BEGIN EXERCISE MATERIALS

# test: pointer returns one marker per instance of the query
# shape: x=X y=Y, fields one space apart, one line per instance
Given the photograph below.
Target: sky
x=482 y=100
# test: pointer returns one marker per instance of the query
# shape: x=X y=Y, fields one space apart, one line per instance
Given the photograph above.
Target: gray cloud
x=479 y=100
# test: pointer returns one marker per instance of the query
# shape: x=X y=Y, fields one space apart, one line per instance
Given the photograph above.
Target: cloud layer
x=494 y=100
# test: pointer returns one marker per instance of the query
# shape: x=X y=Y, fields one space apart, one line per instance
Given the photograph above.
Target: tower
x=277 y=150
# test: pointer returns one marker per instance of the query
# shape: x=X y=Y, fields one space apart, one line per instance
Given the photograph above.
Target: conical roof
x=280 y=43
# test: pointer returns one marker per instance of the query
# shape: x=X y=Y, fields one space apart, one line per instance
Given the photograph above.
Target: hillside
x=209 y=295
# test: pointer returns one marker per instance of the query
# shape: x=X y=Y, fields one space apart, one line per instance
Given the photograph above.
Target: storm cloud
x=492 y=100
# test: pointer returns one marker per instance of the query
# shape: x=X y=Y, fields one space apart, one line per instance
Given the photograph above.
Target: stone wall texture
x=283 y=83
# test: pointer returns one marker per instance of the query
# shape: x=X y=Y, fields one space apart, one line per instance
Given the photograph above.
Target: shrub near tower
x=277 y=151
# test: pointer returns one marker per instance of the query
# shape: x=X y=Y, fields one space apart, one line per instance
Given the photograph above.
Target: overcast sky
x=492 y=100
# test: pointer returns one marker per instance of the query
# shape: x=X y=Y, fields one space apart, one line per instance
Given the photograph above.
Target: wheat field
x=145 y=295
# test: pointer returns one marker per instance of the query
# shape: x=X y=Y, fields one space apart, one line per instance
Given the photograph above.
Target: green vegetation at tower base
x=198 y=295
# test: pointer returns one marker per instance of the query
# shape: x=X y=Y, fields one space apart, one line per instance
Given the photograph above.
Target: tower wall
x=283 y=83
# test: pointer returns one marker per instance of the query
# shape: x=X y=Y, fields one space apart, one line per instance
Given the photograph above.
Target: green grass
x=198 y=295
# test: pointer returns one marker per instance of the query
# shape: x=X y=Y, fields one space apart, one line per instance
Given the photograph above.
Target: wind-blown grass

END EXERCISE MATERIALS

• _DESCRIPTION OF THE TASK_
Please extract every line of the listing above verbatim, changing no character.

• _SOLUTION TO THIS TASK_
# test: pointer returns one marker per instance of the query
# shape: x=X y=Y, fields one space apart, one line per instance
Given the photograph below.
Target: sky
x=482 y=100
# test: pointer returns one marker per instance of the query
# shape: x=X y=Y, fields one space apart, one line per instance
Given the photograph above.
Target: gray cloud
x=479 y=100
# test: pointer returns one marker per instance of the query
# shape: x=X y=Y, fields one space apart, one line per instance
Given the photograph above.
Target: cloud layer
x=494 y=100
# test: pointer returns one marker per instance of the query
# shape: x=X y=Y, fields one space apart, one line per instance
Given the photograph above.
Target: tower
x=277 y=150
# test: pointer returns one marker per instance of the query
# shape: x=X y=Y, fields one space apart, one line per instance
Given the photograph above.
Target: conical roof
x=280 y=43
# test: pointer returns one marker per instance of the query
# shape: x=X y=Y, fields one space apart, one line per instance
Given the photograph above.
Target: hillside
x=209 y=295
# test: pointer returns one marker per instance of the query
# shape: x=X y=Y, fields one space apart, one line per instance
Given the photograph above.
Target: storm cloud
x=492 y=100
# test: pointer returns one marker per instance of the query
# shape: x=X y=Y, fields one space apart, one line per instance
Given the photograph above.
Target: stone wall texture
x=283 y=83
# test: pointer returns one marker per instance of the query
# shape: x=X y=Y, fields one space apart, one line per instance
Given the photograph above.
Target: shrub near tower
x=277 y=151
# test: pointer returns one marker per instance of the query
# shape: x=X y=Y, fields one space apart, one line per instance
Given the photograph above.
Target: overcast sky
x=492 y=100
# test: pointer returns one marker per instance of the query
# shape: x=X y=Y, fields one space apart, one line per instance
Given the photograph above.
Target: wheat field
x=145 y=295
# test: pointer returns one marker per instance of the query
# shape: x=X y=Y, fields one space apart, one line per instance
Given the photograph above.
Target: green vegetation at tower base
x=198 y=295
# test: pointer returns one marker per instance of the query
# shape: x=X y=Y, fields one space apart, one line per instance
Given the photograph above.
Target: tower wall
x=283 y=83
# test: pointer returns one marker per instance of the query
# shape: x=X y=Y, fields one space apart, one line per instance
Given the photograph above.
Target: green grass
x=198 y=295
# test: pointer returns one marker per instance of the query
# shape: x=X y=Y, fields one space apart, one line per instance
Given the photograph above.
Target: wind-blown grass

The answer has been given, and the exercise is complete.